WEYMOUTH — A 10-week-old girl died in her family’s motel room Thursday, the first death of a child under the care of the state Department of Children and Families since the agency’s commissioner resigned less than two weeks ago amid concerns that it could not keep children in its care safe.
“The department is deeply saddened by this news,” spokeswoman Cayenne Isaksen said in a prepared statement. “DCF had recently opened a case with this family when this tragic incident occurred. We received a report, and the investigation is ongoing in coordination with law enforcement.”
The Norfolk district attorney’s office is investigating the death of the baby, according to a statement from the office, which did not identify either the parents or child.
Police were called about 8:30 a.m. Thursday, according to a statement from the district attorney after the baby was found.
Weymouth police logs show that a man called 911 at 8:06 a.m. “screaming and yelling about his [baby] not breathing” in their Super 8 motel room on Washington Street in Weymouth.
An autopsy conducted Friday “did not find any trauma or injury to the body consistent with foul play,” said the statement from the district attorney’s office. The cause and manner of death will not be determined, however, until toxicological testing is completed, the statement said.
No one answered the door of the room where the family lived Saturday, and a “Do Not Disturb” sign hung on the doorknob. Weymouth police logs appear to list the parents’ names, but neither could be reached Saturday.
A woman at the front desk at the Super 8 said no one was available to comment. One resident said she thought the family had been living in the motel room for about a year.
Residents described a terrifying scene Thursday morning, when the baby’s teenage brother ran out into the second-floor hallway screaming, bringing shocked neighbors rushing from their rooms.
“My sister’s dead! My sister’s dead!” shouted the boy, who neighbors said lived in the motel room with his parents. His father followed him out into the hallway, yelling for someone to come help.
“I went into the room to help, but once I saw the baby, I had to go back out,” recounted Nikia Davenport, 36, who lives across the hallway. The baby was gray, Davenport said, and her mother was frantically trying to give her CPR on the bed.
Another resident, who asked not to be named, said she stayed in the room and tried to talk the mother through her efforts to breathe for her daughter, but that there was no sign of life.
Neighbors said the family seemed normal and happy.
Davenport said that on Tuesday, she had seen the teenage boy playing with the baby in the hallway, and the little girl was alert and playful, making eye contact and apparently enjoying the attention.

**INFORMATION**
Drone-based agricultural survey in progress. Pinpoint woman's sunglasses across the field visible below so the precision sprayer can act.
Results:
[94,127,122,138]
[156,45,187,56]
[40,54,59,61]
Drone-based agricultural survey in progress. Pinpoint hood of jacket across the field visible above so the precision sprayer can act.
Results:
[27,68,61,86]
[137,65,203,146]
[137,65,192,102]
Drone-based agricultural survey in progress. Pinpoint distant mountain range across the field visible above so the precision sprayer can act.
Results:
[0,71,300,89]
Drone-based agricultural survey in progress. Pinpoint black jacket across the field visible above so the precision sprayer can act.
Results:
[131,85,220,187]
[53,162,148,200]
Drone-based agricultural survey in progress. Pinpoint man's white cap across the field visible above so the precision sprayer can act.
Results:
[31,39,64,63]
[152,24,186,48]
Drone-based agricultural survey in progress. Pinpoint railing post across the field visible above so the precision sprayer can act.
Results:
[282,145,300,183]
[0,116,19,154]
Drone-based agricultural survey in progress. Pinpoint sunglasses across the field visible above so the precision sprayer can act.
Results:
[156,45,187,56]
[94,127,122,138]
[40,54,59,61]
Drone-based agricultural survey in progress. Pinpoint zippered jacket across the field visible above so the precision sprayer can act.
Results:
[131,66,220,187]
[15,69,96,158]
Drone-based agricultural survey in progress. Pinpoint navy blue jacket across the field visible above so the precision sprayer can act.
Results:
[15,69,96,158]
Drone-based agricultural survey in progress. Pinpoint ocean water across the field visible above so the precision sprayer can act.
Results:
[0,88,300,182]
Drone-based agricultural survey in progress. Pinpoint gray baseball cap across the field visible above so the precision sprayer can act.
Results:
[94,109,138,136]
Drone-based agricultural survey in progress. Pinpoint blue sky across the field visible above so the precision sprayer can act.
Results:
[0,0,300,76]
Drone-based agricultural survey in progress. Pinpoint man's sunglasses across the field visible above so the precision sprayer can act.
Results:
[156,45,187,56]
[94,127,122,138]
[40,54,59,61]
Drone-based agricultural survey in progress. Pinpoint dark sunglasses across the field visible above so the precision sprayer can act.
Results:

**REQUIRED ACTIONS**
• A. According to the Weymouth report, why have the cause and manner of the baby's death not yet been determined, even though an autopsy was done? Answer in one to three sentences.
• B. Reproduce the Weymouth report from "Residents described a" to "on the bed.".
The data comes from a different source than the Weymouth report.

**ANSWERS GIVEN**
• A. They will not be determined until toxicological testing is completed. The autopsy found no trauma or injury consistent with foul play.

• B.
Residents described a terrifying scene Thursday morning, when the baby’s teenage brother ran out into the second-floor hallway screaming, bringing shocked neighbors rushing from their rooms.
“My sister’s dead! My sister’s dead!” shouted the boy, who neighbors said lived in the motel room with his parents. His father followed him out into the hallway, yelling for someone to come help.
“I went into the room to help, but once I saw the baby, I had to go back out,” recounted Nikia Davenport, 36, who lives across the hallway. The baby was gray, Davenport said, and her mother was frantically trying to give her CPR on the bed.